■ GIVEN TASK
Identify every line in the items below that contains the string "point" and copy each one. Case counts, so only lines with that exact capitalization qualify.

________________

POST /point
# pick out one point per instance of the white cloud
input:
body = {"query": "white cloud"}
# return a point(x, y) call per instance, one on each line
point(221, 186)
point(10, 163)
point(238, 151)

________________

■ ANSWER TO THIS PROBLEM
POST /point
# pick out one point per instance of the white cloud
# return a point(x, y) call per instance, one on each line
point(221, 186)
point(10, 163)
point(238, 151)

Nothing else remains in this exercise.